- INPUT -
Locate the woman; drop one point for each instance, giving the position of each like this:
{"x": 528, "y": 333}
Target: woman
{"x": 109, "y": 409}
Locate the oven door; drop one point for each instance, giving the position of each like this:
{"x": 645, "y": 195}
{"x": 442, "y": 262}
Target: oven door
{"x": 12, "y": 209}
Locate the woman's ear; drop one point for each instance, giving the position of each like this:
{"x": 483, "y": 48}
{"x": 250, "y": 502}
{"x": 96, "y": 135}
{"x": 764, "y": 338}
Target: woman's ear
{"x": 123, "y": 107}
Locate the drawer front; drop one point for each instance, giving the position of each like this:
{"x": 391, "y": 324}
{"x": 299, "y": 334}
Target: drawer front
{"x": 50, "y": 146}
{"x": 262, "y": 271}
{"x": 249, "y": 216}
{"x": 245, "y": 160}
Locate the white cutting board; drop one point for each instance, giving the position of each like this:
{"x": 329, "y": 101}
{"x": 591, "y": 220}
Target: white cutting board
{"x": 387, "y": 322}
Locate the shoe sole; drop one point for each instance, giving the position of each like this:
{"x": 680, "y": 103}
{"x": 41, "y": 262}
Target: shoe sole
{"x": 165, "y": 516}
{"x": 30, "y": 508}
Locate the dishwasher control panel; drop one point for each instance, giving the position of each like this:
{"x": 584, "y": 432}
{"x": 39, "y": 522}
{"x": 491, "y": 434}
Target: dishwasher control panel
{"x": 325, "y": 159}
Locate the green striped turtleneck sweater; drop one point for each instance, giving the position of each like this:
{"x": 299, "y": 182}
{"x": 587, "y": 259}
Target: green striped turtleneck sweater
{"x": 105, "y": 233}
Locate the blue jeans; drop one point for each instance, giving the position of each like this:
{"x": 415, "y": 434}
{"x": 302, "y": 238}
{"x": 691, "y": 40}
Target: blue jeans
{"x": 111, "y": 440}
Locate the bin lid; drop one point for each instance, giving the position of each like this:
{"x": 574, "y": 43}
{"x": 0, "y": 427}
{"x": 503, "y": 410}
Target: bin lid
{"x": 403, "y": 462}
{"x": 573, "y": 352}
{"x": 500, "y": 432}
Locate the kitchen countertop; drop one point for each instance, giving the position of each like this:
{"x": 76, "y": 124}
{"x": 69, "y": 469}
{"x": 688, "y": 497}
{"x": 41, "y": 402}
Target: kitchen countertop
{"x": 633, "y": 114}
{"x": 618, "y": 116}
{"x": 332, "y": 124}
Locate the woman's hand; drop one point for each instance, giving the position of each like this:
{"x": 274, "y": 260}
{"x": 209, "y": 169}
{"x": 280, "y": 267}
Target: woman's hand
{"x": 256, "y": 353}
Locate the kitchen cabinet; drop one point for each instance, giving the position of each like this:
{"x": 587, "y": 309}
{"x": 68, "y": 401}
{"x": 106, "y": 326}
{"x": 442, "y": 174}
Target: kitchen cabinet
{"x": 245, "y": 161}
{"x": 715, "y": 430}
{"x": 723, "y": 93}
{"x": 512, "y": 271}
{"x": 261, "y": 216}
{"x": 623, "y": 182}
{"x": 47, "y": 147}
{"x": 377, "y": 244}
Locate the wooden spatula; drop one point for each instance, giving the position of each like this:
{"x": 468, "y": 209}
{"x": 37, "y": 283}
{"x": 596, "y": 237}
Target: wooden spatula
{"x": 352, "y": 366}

- THE TASK -
Every record above needs to be repeated word for word.

- RESPONSE FOR THIS EXERCISE -
Locate the woman; drop one point for each instance, giving the position of each like this:
{"x": 528, "y": 333}
Target: woman
{"x": 109, "y": 409}
Locate the oven door; drop one point for each instance, giving the position of each like this:
{"x": 645, "y": 195}
{"x": 442, "y": 262}
Target: oven door
{"x": 12, "y": 209}
Locate the woman's ear; drop one point for each instance, giving the position of each like this:
{"x": 483, "y": 48}
{"x": 250, "y": 502}
{"x": 96, "y": 135}
{"x": 764, "y": 338}
Target: woman's ear
{"x": 123, "y": 107}
Locate the drawer front; drop one point for each instance, giving the position of each like this:
{"x": 391, "y": 324}
{"x": 299, "y": 334}
Target: drawer front
{"x": 50, "y": 146}
{"x": 262, "y": 271}
{"x": 249, "y": 216}
{"x": 245, "y": 160}
Locate the white cutting board; drop one point for each instance, giving the position of each like this:
{"x": 329, "y": 101}
{"x": 591, "y": 220}
Target: white cutting board
{"x": 387, "y": 322}
Locate the shoe sole; drop one point for each instance, giving the position of each like this:
{"x": 680, "y": 103}
{"x": 41, "y": 262}
Target: shoe sole
{"x": 165, "y": 516}
{"x": 30, "y": 508}
Locate the dishwasher control panel; drop one point for each instance, giving the position of each like this:
{"x": 584, "y": 432}
{"x": 39, "y": 522}
{"x": 491, "y": 434}
Target: dishwasher control panel
{"x": 325, "y": 159}
Locate the green striped turtleneck sweater; drop one point for each instance, giving the position of each like this:
{"x": 299, "y": 182}
{"x": 587, "y": 259}
Target: green striped turtleneck sweater
{"x": 105, "y": 233}
Locate the blue jeans; drop one point for each instance, giving the position of each like this:
{"x": 415, "y": 434}
{"x": 302, "y": 238}
{"x": 691, "y": 40}
Target: blue jeans
{"x": 111, "y": 440}
Locate the bin lid; drop one point for each instance, giving the position of each like this:
{"x": 574, "y": 43}
{"x": 0, "y": 427}
{"x": 503, "y": 410}
Target: bin lid
{"x": 403, "y": 462}
{"x": 573, "y": 352}
{"x": 500, "y": 432}
Locate the kitchen countertop; drop one point for each instance, giving the position of each like this:
{"x": 76, "y": 124}
{"x": 69, "y": 469}
{"x": 688, "y": 497}
{"x": 41, "y": 402}
Target: kitchen countertop
{"x": 633, "y": 114}
{"x": 618, "y": 116}
{"x": 332, "y": 124}
Locate the woman's hand; drop one point for each instance, giving the position of each like this:
{"x": 274, "y": 260}
{"x": 209, "y": 169}
{"x": 280, "y": 267}
Target: woman's hand
{"x": 256, "y": 353}
Locate the kitchen cabinet; drop one point for each instance, giving the position of each like this:
{"x": 587, "y": 309}
{"x": 68, "y": 401}
{"x": 106, "y": 326}
{"x": 442, "y": 174}
Target: kitchen cabinet
{"x": 245, "y": 161}
{"x": 715, "y": 430}
{"x": 723, "y": 93}
{"x": 512, "y": 271}
{"x": 261, "y": 216}
{"x": 623, "y": 182}
{"x": 47, "y": 147}
{"x": 377, "y": 244}
Locate the wooden spatula; drop one point for each instance, giving the position of each like this:
{"x": 468, "y": 209}
{"x": 37, "y": 283}
{"x": 596, "y": 237}
Target: wooden spatula
{"x": 352, "y": 366}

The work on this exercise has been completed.